Stored dataset items:
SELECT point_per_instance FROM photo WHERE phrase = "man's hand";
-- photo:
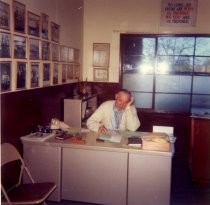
(130, 102)
(102, 130)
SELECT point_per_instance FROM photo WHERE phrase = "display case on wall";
(26, 41)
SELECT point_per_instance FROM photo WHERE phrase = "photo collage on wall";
(31, 55)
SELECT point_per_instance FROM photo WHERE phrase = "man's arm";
(132, 120)
(94, 123)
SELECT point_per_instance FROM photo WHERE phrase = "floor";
(183, 191)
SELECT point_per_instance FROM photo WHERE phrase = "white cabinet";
(77, 110)
(94, 176)
(149, 179)
(44, 163)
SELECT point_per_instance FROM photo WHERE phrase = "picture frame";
(45, 50)
(64, 73)
(101, 74)
(70, 72)
(21, 75)
(55, 32)
(5, 75)
(55, 52)
(34, 49)
(4, 16)
(46, 74)
(55, 73)
(44, 26)
(19, 13)
(101, 54)
(70, 55)
(76, 71)
(19, 47)
(63, 53)
(5, 45)
(33, 24)
(76, 55)
(34, 75)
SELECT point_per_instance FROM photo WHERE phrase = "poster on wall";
(178, 12)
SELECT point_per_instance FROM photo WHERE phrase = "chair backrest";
(10, 154)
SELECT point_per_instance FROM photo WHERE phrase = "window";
(167, 73)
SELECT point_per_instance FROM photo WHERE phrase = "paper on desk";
(113, 138)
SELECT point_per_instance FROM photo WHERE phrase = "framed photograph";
(33, 24)
(45, 50)
(5, 42)
(76, 55)
(101, 53)
(21, 75)
(55, 48)
(64, 69)
(55, 73)
(76, 71)
(34, 49)
(34, 75)
(45, 26)
(19, 12)
(4, 16)
(64, 53)
(70, 72)
(5, 74)
(55, 32)
(19, 47)
(70, 55)
(101, 74)
(46, 74)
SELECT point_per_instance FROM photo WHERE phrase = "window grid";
(193, 42)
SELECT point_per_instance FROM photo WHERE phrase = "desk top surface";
(91, 143)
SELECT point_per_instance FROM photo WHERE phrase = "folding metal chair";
(19, 193)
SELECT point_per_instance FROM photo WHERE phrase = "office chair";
(19, 193)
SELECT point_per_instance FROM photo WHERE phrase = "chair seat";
(30, 193)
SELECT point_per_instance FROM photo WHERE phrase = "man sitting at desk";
(118, 114)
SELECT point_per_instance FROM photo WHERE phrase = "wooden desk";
(101, 172)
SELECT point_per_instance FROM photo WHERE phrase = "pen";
(99, 140)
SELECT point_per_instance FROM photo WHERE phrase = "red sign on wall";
(178, 12)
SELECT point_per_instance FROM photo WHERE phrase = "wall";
(21, 111)
(104, 20)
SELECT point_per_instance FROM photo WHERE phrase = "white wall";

**WORK ITEM:**
Please print the records above once more, word for word, omitting all pictures.

**SOLUTION:**
SELECT point_per_instance FROM photo WHERE phrase = "man's hand";
-- photo:
(130, 102)
(102, 130)
SELECT point_per_instance FROM photo WHERE phrase = "display case on wall";
(26, 41)
SELECT point_per_instance FROM photo WHERE phrase = "photo collage on wall";
(31, 55)
SELECT point_per_instance FROM photo WHERE phrase = "man's arm";
(132, 120)
(94, 123)
SELECT point_per_instance FROM photo WHERE phrase = "floor";
(183, 191)
SELECT point_per_instance FROM photo WHERE phrase = "white cabinet";
(77, 110)
(94, 176)
(149, 179)
(44, 163)
SELECT point_per_instance FROM photo WHERE phrase = "picture frame";
(45, 50)
(64, 73)
(101, 74)
(70, 72)
(21, 75)
(55, 32)
(5, 75)
(55, 52)
(34, 49)
(4, 16)
(46, 74)
(55, 73)
(44, 26)
(19, 13)
(101, 54)
(70, 55)
(76, 71)
(19, 47)
(63, 53)
(5, 45)
(33, 24)
(76, 55)
(34, 75)
SELECT point_per_instance FROM photo WHERE phrase = "poster on wall";
(178, 12)
SELECT point_per_instance FROM photo WHERE phrase = "chair backrest";
(10, 154)
SELECT point_per_instance FROM photo WHERE phrase = "window";
(167, 73)
SELECT point_per_instance FROM photo WHERE phrase = "paper on desk";
(113, 138)
SELECT point_per_instance FROM photo WHERE phrase = "framed photograph";
(33, 24)
(45, 50)
(5, 42)
(76, 55)
(101, 53)
(21, 75)
(55, 48)
(64, 69)
(55, 73)
(76, 71)
(34, 49)
(34, 75)
(45, 26)
(19, 12)
(4, 16)
(64, 53)
(70, 72)
(5, 74)
(55, 32)
(19, 47)
(70, 55)
(101, 74)
(46, 74)
SELECT point_per_instance FROM photo WHERE phrase = "window grid";
(193, 42)
SELECT point_per_instance FROM photo WHERE phrase = "desk top surface";
(91, 143)
SELECT point_per_instance FROM photo WHERE phrase = "folding metal chair";
(19, 193)
SELECT point_per_instance FROM photo WHERE phrase = "office chair";
(19, 193)
SELECT point_per_instance FROM photo WHERE phrase = "chair seat";
(30, 193)
SELECT point_per_instance FROM photo WHERE phrase = "man sitting at desk";
(118, 114)
SELECT point_per_instance FROM photo WHERE phrase = "wooden desk";
(101, 172)
SELECT point_per_instance FROM photo WHERE phrase = "pen";
(99, 140)
SELECT point_per_instance FROM photo WHERE phrase = "red sign on wall";
(178, 12)
SELECT point_per_instance FROM photo WHERE phrase = "wall";
(21, 111)
(104, 20)
SELECT point_per_instance FROM photo WHERE phrase = "white wall";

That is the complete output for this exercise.